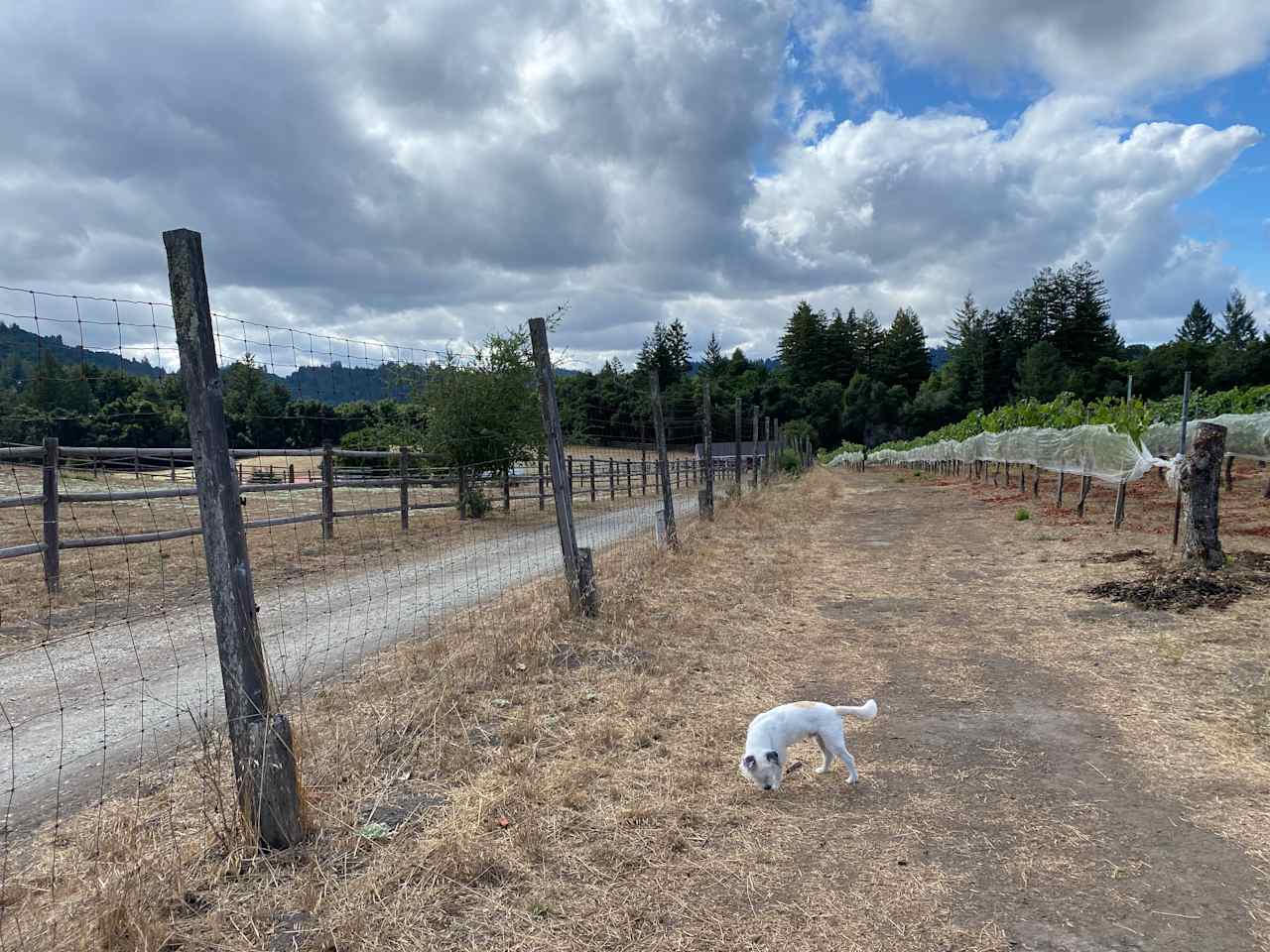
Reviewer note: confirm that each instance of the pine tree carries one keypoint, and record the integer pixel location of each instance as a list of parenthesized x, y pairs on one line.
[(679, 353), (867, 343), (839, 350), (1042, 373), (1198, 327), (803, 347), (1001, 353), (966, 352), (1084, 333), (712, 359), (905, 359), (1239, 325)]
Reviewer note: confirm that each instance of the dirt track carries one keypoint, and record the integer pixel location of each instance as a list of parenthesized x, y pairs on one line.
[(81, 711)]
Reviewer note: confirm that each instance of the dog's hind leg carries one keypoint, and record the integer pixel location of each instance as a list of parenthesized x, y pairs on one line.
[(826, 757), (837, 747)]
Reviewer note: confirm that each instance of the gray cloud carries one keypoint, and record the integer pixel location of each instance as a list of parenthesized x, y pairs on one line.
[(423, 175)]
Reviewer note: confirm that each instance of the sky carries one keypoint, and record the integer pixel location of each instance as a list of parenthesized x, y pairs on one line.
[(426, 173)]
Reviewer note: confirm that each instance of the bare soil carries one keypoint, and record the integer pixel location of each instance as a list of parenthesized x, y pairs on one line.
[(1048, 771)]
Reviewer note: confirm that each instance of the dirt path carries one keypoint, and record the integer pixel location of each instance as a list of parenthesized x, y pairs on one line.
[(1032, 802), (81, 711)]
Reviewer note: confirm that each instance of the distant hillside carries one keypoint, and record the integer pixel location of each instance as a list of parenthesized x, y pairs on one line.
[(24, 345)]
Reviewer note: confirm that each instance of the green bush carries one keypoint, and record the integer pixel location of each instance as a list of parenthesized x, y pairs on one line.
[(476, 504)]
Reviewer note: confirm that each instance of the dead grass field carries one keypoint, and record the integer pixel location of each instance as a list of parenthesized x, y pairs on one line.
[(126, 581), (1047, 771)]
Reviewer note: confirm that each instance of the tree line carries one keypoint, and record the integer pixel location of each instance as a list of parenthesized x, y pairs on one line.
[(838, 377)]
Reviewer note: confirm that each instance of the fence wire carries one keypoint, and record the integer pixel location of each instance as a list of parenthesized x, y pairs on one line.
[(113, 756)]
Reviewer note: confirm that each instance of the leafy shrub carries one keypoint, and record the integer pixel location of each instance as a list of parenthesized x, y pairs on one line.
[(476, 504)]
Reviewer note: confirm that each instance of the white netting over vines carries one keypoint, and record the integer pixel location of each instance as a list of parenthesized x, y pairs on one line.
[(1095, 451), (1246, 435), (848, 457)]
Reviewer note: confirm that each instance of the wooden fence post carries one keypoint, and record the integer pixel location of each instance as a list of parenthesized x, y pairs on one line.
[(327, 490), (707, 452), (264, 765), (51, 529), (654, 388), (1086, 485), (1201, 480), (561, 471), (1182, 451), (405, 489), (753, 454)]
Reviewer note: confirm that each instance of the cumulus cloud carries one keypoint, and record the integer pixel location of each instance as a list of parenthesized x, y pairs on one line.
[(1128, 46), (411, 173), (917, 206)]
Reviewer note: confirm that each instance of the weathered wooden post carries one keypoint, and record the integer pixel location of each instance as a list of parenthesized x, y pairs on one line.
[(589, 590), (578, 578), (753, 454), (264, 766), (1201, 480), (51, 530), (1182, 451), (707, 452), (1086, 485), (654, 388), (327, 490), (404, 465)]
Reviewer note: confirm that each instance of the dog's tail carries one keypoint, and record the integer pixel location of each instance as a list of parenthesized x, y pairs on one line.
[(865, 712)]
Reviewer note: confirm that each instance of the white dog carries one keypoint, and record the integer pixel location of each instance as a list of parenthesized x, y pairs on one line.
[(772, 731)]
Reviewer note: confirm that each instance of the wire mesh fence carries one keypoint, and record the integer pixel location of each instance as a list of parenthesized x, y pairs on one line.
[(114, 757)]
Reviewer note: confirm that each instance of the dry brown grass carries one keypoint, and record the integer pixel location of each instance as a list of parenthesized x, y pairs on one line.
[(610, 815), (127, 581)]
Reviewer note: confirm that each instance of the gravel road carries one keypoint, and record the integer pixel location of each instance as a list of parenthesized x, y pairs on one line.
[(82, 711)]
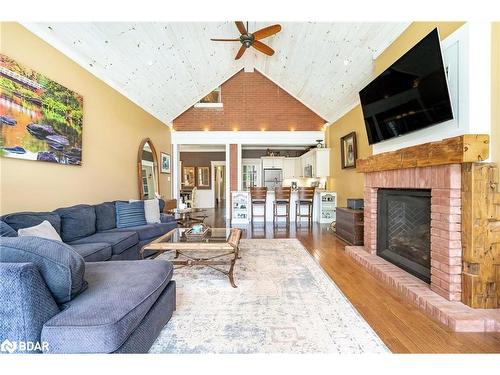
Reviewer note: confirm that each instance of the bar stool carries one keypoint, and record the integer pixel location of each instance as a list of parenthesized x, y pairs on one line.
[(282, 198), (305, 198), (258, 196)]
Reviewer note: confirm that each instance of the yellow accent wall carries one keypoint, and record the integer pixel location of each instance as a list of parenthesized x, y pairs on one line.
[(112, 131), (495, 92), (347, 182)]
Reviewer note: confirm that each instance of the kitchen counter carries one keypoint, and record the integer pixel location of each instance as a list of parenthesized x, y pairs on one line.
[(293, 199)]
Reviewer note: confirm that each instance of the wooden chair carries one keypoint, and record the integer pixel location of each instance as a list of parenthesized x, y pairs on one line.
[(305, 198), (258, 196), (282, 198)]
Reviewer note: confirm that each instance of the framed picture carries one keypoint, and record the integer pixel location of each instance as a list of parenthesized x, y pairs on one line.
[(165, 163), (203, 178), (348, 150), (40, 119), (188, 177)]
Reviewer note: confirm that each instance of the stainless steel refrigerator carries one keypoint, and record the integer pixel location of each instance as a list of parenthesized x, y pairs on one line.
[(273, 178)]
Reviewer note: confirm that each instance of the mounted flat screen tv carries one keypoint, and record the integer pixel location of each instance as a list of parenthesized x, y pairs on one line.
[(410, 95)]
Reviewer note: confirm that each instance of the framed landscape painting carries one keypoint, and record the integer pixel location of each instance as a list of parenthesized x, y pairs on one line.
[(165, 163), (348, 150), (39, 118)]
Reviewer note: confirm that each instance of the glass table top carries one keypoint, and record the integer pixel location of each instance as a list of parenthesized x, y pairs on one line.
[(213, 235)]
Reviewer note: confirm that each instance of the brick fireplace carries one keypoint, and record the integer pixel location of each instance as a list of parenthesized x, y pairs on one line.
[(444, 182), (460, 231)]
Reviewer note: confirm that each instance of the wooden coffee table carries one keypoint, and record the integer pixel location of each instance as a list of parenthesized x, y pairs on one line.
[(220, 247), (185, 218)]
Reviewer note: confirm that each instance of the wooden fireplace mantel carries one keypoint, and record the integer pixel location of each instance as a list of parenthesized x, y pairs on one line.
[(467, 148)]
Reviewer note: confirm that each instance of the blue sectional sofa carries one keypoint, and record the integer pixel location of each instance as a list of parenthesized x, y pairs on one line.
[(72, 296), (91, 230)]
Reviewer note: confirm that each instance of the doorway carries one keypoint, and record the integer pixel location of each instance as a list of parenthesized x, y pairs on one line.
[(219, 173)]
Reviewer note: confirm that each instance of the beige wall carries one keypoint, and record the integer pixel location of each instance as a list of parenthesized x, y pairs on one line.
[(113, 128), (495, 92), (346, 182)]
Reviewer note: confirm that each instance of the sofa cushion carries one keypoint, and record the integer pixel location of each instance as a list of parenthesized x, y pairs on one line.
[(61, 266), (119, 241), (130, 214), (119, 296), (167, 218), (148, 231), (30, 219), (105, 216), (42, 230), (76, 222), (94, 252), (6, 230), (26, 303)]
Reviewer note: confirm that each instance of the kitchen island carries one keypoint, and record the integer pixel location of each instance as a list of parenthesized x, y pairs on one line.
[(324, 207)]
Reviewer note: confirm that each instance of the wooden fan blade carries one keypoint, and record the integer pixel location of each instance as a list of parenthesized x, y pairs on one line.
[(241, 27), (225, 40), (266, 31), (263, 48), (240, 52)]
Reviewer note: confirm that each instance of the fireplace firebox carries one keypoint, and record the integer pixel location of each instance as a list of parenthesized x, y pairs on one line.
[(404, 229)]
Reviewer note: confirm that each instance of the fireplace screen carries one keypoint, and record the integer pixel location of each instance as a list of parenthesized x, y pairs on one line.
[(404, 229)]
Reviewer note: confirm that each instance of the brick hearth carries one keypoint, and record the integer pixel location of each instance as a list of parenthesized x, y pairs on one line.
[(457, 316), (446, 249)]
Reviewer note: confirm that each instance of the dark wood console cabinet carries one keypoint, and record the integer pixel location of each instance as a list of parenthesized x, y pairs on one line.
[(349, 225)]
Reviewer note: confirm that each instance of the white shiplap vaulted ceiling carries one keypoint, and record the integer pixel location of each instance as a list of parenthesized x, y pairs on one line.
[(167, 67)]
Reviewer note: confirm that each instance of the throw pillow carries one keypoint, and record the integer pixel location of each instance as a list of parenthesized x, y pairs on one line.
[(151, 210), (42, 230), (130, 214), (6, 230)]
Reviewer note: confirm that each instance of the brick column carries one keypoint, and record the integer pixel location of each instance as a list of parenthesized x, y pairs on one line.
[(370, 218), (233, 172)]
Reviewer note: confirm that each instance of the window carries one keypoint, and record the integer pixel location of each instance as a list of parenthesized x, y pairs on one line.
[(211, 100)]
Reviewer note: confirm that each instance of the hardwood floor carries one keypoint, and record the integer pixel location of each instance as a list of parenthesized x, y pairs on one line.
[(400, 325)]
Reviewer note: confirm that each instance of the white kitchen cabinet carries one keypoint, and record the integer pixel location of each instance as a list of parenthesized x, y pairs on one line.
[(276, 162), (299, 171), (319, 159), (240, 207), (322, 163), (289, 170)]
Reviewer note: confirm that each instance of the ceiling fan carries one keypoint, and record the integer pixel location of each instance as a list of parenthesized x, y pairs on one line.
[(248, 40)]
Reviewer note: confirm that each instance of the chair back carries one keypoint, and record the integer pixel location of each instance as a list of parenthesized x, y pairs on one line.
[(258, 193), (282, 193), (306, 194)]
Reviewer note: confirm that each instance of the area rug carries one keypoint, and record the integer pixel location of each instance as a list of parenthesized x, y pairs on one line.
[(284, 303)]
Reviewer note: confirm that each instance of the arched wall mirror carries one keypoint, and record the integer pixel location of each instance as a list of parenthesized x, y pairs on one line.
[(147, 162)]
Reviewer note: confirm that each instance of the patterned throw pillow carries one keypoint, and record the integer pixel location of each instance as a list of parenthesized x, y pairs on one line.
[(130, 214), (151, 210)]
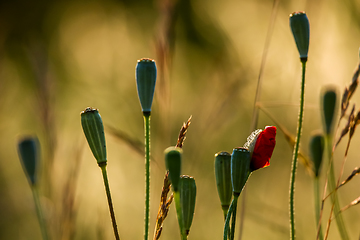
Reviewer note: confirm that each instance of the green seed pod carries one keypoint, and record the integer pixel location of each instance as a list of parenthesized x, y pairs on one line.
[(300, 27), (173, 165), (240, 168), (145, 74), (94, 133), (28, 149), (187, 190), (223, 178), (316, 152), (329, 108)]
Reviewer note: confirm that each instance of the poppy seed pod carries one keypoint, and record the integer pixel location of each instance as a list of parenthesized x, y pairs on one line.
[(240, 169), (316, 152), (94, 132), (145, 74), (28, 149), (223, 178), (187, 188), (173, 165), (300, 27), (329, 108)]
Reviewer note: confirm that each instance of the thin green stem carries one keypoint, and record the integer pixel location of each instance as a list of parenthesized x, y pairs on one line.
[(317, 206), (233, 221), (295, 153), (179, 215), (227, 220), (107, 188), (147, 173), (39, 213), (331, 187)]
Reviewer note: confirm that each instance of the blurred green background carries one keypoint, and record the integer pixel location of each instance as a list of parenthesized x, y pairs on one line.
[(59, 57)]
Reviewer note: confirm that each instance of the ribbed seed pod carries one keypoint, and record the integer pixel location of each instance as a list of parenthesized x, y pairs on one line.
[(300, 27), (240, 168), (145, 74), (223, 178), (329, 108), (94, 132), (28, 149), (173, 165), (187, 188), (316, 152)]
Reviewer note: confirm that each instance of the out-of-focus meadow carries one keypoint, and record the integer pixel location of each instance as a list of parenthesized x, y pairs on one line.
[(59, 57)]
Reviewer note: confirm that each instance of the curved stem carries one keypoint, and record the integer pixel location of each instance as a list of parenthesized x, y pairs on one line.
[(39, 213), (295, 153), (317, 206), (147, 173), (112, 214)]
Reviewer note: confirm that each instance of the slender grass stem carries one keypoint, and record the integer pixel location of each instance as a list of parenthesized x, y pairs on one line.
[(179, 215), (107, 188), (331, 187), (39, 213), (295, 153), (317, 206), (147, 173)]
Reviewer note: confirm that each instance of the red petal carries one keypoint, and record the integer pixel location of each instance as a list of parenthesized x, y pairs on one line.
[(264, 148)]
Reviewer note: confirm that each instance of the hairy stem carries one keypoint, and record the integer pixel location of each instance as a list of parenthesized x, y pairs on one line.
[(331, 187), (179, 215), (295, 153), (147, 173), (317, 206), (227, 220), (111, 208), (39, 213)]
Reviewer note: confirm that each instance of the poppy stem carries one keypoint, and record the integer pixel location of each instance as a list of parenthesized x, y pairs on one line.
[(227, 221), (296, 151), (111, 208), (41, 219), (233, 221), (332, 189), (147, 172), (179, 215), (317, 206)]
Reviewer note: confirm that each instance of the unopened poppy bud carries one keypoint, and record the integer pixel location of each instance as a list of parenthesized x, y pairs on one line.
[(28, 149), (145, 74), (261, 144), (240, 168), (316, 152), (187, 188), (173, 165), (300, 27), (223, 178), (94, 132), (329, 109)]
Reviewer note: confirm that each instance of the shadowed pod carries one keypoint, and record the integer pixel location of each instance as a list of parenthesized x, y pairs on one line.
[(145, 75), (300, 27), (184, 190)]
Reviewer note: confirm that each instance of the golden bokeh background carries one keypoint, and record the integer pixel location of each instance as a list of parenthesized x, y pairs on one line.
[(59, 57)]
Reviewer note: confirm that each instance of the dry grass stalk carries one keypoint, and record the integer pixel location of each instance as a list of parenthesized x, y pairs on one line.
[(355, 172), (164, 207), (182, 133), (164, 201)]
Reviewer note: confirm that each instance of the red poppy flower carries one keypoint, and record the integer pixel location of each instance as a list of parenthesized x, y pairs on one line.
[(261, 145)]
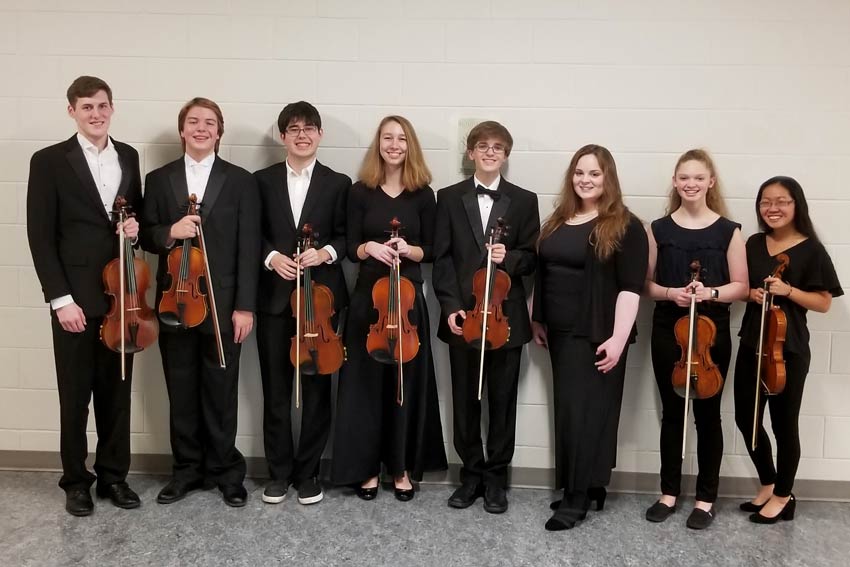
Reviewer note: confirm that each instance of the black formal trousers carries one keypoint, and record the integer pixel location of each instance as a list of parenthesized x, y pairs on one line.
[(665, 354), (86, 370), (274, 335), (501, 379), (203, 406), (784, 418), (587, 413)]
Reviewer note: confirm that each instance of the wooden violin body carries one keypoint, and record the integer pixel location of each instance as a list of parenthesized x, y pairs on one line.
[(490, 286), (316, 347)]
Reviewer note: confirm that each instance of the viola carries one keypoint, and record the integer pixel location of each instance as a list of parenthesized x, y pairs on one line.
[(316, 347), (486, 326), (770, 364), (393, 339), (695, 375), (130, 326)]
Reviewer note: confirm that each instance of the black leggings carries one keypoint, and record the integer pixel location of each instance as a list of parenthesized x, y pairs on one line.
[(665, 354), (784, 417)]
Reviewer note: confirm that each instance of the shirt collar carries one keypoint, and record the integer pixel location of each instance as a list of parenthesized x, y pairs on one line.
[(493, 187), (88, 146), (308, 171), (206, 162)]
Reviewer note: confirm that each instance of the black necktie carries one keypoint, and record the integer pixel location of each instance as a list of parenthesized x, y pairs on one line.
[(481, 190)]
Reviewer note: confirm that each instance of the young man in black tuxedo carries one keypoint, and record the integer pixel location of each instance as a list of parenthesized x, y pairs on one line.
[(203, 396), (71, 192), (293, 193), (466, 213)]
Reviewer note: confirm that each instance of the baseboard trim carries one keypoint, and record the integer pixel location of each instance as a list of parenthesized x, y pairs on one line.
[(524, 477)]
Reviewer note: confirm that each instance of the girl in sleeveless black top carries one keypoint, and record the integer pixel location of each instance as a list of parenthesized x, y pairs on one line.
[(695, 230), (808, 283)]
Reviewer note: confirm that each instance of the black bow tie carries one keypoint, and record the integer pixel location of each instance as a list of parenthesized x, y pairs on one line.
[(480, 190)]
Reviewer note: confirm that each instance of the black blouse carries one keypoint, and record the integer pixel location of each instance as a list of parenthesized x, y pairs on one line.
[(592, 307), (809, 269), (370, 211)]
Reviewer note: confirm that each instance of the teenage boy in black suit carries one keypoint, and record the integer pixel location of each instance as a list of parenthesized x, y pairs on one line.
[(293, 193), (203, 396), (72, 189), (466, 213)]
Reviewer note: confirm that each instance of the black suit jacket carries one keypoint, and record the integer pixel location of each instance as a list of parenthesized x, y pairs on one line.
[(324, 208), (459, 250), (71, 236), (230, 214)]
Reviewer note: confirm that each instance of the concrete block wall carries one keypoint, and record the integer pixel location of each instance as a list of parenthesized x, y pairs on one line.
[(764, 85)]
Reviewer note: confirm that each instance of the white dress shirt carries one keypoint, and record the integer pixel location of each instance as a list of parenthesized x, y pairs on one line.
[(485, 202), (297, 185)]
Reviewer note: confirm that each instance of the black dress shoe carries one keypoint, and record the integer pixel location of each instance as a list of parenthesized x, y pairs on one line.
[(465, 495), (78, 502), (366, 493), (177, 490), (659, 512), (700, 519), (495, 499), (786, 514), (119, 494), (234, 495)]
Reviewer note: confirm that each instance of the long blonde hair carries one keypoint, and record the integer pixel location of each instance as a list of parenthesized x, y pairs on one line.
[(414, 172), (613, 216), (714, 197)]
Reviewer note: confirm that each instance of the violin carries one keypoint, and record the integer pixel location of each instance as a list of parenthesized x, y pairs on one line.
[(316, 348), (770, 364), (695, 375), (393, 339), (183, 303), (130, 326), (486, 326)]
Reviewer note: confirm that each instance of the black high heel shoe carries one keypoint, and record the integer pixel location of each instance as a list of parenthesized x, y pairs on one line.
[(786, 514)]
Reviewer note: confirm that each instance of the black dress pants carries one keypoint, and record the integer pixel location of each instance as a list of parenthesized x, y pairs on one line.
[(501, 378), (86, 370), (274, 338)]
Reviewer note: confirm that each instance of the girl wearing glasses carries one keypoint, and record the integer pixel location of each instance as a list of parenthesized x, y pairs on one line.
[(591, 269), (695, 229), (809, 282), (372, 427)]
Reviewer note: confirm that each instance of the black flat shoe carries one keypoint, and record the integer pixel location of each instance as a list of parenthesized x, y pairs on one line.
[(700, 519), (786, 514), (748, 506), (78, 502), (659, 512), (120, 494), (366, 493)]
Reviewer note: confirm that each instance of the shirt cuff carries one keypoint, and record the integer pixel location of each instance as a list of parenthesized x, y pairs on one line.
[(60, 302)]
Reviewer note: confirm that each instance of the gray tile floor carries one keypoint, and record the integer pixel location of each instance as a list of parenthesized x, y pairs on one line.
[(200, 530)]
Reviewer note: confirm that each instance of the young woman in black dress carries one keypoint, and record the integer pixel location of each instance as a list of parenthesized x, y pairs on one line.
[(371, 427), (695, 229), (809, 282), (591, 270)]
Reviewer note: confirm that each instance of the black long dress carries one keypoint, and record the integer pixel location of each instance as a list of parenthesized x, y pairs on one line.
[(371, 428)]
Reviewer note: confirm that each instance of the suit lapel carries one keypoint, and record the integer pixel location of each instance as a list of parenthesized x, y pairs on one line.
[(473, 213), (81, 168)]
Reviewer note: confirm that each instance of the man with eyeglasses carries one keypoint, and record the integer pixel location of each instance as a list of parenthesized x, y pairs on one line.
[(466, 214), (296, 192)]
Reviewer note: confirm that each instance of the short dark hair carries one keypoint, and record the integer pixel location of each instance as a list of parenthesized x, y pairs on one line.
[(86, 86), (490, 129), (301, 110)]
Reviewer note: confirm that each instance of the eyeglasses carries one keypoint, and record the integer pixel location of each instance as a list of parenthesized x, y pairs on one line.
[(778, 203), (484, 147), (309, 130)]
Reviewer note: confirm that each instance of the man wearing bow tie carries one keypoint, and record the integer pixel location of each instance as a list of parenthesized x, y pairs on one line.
- - - - -
» TO DO: Reproduce the lines of the entries above, starting at the line containing "the wooden fireplace" and ending at the line containing "[(72, 296), (91, 230)]", with both of those lines included and every character unchanged.

» RESPONSE:
Reviewer note: confirm that each instance of the wooden fireplace mantel carries one keypoint, and record the integer pixel location of each instance as a list of parenthesized x, y pairs on one line.
[(467, 148)]
Reviewer note: confirm that each instance of the blue sectional sofa carries one keypoint, and record the integer pixel location of each instance as a list of parenthesized x, y pairs on one line.
[(72, 296), (91, 230)]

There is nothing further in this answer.